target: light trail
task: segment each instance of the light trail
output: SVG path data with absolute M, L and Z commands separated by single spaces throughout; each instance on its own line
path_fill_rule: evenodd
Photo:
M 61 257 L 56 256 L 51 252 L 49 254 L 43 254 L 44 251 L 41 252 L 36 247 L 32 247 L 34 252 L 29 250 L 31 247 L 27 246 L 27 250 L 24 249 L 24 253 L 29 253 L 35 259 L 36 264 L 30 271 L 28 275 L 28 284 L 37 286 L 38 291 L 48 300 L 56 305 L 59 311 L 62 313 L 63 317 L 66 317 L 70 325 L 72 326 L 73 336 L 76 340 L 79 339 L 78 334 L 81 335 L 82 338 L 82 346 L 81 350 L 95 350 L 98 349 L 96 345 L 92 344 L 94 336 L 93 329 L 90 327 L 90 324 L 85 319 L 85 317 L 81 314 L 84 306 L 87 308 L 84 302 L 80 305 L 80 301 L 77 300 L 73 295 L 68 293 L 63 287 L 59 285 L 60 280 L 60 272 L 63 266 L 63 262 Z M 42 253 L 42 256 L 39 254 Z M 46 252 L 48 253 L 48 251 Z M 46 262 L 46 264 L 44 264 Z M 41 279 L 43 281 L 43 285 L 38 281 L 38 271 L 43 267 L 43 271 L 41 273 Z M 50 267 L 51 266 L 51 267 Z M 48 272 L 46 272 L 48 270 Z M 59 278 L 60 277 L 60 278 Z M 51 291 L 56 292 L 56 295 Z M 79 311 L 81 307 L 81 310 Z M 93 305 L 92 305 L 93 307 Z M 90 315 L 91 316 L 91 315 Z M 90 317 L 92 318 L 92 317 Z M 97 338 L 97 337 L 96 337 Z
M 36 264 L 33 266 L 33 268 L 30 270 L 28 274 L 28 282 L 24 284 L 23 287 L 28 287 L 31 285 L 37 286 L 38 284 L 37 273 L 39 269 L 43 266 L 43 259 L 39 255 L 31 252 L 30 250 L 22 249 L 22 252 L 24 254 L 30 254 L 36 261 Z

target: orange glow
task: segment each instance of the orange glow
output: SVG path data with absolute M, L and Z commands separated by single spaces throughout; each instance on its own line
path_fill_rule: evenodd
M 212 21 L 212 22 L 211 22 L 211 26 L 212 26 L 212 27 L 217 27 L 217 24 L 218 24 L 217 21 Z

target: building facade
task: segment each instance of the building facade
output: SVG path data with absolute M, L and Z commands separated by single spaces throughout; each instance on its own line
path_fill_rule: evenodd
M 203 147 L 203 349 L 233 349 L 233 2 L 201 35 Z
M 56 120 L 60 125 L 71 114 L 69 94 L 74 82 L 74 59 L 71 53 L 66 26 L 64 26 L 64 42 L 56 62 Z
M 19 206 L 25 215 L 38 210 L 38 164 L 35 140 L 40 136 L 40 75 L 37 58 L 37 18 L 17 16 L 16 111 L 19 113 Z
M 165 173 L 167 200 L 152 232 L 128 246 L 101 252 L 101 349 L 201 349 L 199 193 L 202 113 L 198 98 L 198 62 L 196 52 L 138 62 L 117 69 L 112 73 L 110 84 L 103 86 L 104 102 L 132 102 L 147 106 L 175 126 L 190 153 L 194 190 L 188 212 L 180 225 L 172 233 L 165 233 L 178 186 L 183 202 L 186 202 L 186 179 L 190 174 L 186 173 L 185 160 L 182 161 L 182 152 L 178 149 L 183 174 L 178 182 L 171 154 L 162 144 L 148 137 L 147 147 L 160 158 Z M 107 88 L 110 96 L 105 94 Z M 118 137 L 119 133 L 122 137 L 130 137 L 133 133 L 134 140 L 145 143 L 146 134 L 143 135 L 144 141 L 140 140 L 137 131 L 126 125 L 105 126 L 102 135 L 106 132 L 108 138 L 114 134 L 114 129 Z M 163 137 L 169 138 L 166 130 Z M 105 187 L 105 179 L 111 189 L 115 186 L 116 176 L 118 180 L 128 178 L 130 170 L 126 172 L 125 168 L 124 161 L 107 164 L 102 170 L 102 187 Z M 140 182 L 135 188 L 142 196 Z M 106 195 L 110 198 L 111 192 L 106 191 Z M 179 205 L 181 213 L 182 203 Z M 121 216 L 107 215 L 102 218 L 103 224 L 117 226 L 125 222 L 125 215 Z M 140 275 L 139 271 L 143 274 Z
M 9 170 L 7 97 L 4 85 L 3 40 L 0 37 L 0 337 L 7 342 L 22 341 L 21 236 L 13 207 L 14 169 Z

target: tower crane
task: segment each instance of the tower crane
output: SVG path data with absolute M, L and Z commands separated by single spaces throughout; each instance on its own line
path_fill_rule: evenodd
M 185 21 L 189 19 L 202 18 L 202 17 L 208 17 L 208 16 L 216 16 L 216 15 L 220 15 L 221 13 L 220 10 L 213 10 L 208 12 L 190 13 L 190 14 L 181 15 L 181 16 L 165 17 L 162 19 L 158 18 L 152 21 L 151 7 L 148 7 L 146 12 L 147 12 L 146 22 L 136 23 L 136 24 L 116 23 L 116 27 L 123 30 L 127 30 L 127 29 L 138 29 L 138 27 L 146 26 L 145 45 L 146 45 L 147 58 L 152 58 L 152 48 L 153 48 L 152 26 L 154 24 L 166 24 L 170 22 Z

Task objective = Please extract every line from the four entries above and reproduce each one character for character, in the same order.

Solution to this problem =
target: light trail
task: segment each instance of the light trail
output: SVG path data with absolute M, L and Z commands separated by single spaces throughout; each instance on its own line
path_fill_rule: evenodd
Photo:
M 61 257 L 56 256 L 51 252 L 49 254 L 43 254 L 44 251 L 41 252 L 36 247 L 32 247 L 34 252 L 29 250 L 31 247 L 27 246 L 27 250 L 24 249 L 24 253 L 29 253 L 35 259 L 36 264 L 30 271 L 28 275 L 28 284 L 37 286 L 38 291 L 48 300 L 56 305 L 59 311 L 62 313 L 63 317 L 66 317 L 70 325 L 72 326 L 73 336 L 76 340 L 79 339 L 78 334 L 81 335 L 82 338 L 82 346 L 81 350 L 95 350 L 98 349 L 96 345 L 92 344 L 94 336 L 93 329 L 90 327 L 90 324 L 85 319 L 85 317 L 81 314 L 84 306 L 87 308 L 84 302 L 80 305 L 80 301 L 77 300 L 73 295 L 68 293 L 63 287 L 59 285 L 60 280 L 60 272 L 63 266 L 63 262 Z M 42 253 L 42 256 L 39 254 Z M 46 252 L 48 253 L 48 251 Z M 46 262 L 46 264 L 44 264 Z M 41 279 L 43 281 L 43 285 L 38 281 L 38 271 L 43 267 L 43 271 L 41 273 Z M 50 267 L 51 266 L 51 267 Z M 48 272 L 46 272 L 48 270 Z M 59 278 L 60 277 L 60 278 Z M 51 291 L 56 292 L 56 295 Z M 79 311 L 81 307 L 81 310 Z M 93 305 L 92 305 L 93 307 Z M 90 315 L 91 316 L 91 315 Z M 90 317 L 92 318 L 92 317 Z M 97 338 L 97 337 L 96 337 Z
M 36 264 L 33 266 L 33 268 L 30 270 L 28 274 L 28 282 L 24 284 L 23 287 L 28 287 L 31 285 L 37 286 L 38 284 L 37 273 L 39 269 L 43 266 L 43 259 L 39 255 L 31 252 L 30 250 L 22 249 L 22 252 L 24 254 L 30 254 L 36 261 Z

target: orange glow
task: segment each instance of the orange glow
output: SVG path data with absolute M, L and Z commands separated by single spaces throughout; each instance on its own line
path_fill_rule: evenodd
M 212 21 L 212 22 L 211 22 L 211 26 L 212 26 L 212 27 L 217 27 L 217 24 L 218 24 L 217 21 Z

target: building facade
task: segment each instance of the building facade
output: SVG path data with absolute M, L and Z commands separated by single spaces throughout; each instance on its own line
path_fill_rule: evenodd
M 203 147 L 203 349 L 233 349 L 233 2 L 201 35 Z
M 56 120 L 60 125 L 71 114 L 69 94 L 74 82 L 74 59 L 71 53 L 66 26 L 64 26 L 64 42 L 56 62 Z
M 19 206 L 25 215 L 38 210 L 38 164 L 35 140 L 40 136 L 40 75 L 37 58 L 37 18 L 17 16 L 16 111 L 19 113 Z
M 165 173 L 167 200 L 152 232 L 128 246 L 101 252 L 101 349 L 201 349 L 199 193 L 202 113 L 198 98 L 198 62 L 196 52 L 138 62 L 117 69 L 112 73 L 110 84 L 103 86 L 104 102 L 132 102 L 147 106 L 175 126 L 190 153 L 194 190 L 188 212 L 180 225 L 172 233 L 165 233 L 178 186 L 183 202 L 186 202 L 186 179 L 190 174 L 186 173 L 185 160 L 182 161 L 182 152 L 178 149 L 183 174 L 178 182 L 171 154 L 162 144 L 148 137 L 147 147 L 160 158 Z M 107 88 L 110 96 L 105 94 Z M 118 137 L 119 133 L 122 137 L 130 137 L 133 133 L 134 140 L 145 143 L 146 134 L 143 135 L 144 141 L 140 140 L 137 131 L 126 125 L 105 126 L 102 135 L 106 132 L 108 138 L 114 134 L 114 129 Z M 163 137 L 169 138 L 166 130 Z M 105 187 L 105 179 L 111 189 L 115 186 L 116 176 L 118 180 L 128 178 L 130 170 L 126 172 L 125 168 L 124 161 L 107 164 L 102 170 L 102 187 Z M 140 182 L 135 188 L 142 196 Z M 106 195 L 110 198 L 111 192 L 106 191 Z M 179 205 L 181 213 L 182 203 Z M 121 216 L 107 215 L 102 218 L 103 224 L 117 226 L 125 222 L 125 215 Z M 140 275 L 139 271 L 143 274 Z
M 9 170 L 7 97 L 4 85 L 3 40 L 0 37 L 0 337 L 7 342 L 22 341 L 21 236 L 13 207 L 14 169 Z

target: tower crane
task: segment each instance of the tower crane
output: SVG path data with absolute M, L and Z commands separated by single spaces throughout; each instance on its own line
path_fill_rule: evenodd
M 185 21 L 189 19 L 202 18 L 202 17 L 208 17 L 208 16 L 216 16 L 216 15 L 220 15 L 221 13 L 220 10 L 213 10 L 208 12 L 190 13 L 190 14 L 181 15 L 181 16 L 165 17 L 162 19 L 158 18 L 152 21 L 151 7 L 148 7 L 146 12 L 147 12 L 146 22 L 136 23 L 136 24 L 116 23 L 116 27 L 123 30 L 127 30 L 127 29 L 138 29 L 138 27 L 146 26 L 145 45 L 146 45 L 147 58 L 152 58 L 152 48 L 153 48 L 152 26 L 154 24 L 166 24 L 170 22 Z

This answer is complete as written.